Stored data entries:
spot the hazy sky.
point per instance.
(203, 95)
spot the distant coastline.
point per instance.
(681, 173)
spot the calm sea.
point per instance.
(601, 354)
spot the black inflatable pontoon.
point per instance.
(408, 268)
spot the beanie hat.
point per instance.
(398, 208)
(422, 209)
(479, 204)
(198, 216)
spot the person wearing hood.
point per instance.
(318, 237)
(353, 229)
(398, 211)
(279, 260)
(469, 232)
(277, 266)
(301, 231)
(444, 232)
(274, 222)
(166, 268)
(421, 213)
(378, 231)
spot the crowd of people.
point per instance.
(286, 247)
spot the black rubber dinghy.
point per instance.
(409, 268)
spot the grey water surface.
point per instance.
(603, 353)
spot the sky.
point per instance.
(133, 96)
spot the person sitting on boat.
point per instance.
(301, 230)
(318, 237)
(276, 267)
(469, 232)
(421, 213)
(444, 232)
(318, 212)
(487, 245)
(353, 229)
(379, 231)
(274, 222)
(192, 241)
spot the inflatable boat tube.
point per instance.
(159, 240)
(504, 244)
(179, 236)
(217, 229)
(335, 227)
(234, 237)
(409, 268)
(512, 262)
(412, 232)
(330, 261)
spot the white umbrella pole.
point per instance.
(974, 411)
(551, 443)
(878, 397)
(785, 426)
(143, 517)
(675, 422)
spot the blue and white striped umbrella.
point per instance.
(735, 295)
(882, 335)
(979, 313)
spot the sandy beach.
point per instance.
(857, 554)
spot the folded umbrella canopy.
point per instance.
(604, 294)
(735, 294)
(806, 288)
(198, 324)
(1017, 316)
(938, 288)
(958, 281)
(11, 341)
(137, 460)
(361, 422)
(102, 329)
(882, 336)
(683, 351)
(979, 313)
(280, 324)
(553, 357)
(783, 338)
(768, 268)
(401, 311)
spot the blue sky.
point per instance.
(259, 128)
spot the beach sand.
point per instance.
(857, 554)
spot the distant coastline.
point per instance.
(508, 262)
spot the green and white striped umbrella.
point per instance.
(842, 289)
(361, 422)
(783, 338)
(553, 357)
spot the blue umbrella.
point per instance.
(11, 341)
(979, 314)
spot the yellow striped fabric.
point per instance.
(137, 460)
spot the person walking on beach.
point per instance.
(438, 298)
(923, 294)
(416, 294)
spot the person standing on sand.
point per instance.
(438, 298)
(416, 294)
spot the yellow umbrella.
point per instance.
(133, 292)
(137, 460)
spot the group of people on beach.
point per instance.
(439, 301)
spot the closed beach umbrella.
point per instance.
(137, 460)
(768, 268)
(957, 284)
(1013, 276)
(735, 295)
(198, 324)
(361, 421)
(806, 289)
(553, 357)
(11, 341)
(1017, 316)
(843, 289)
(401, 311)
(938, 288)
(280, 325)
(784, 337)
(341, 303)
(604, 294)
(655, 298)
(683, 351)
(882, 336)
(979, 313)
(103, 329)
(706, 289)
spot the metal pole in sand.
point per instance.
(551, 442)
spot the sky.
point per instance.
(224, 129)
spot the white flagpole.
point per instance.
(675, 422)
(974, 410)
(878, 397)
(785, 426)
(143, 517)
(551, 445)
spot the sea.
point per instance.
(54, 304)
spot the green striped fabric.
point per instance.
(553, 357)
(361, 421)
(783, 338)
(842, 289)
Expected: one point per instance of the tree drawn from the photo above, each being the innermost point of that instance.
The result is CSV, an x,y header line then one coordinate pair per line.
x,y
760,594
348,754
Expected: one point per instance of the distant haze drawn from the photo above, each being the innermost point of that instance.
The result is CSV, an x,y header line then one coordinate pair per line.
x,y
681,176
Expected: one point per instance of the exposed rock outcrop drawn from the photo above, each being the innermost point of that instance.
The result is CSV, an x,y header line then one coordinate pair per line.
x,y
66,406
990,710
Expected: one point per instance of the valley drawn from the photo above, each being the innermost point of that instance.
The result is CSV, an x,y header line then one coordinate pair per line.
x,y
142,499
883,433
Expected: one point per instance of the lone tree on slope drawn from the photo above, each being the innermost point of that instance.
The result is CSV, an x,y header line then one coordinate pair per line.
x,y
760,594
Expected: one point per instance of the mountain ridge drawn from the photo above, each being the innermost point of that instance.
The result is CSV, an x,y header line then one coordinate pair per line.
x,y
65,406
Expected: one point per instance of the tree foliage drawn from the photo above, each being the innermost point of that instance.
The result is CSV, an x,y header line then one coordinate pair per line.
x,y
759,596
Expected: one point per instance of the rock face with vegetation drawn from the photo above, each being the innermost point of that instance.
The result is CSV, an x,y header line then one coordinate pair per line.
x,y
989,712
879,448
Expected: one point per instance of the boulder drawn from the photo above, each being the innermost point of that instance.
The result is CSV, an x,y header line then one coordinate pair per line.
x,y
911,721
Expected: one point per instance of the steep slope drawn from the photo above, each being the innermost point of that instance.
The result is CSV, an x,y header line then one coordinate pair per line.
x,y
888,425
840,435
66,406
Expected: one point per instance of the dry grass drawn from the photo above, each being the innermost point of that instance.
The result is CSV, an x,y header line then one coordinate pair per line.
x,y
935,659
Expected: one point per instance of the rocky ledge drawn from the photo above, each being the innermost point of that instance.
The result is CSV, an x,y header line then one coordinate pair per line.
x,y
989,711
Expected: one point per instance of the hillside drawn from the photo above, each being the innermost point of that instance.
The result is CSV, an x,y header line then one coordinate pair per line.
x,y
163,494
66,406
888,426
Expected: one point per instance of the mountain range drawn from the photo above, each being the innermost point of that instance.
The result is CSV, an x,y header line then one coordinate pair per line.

Problem details: Return, from the data, each line that has the word "umbrella" in it.

Exercise output:
spot the white umbrella pole.
spot the blue and white striped umbrella.
spot the folded umbrella canopy.
spot the green and white striped umbrella.
spot the blue umbrella.
spot the yellow umbrella.
spot the closed beach umbrella.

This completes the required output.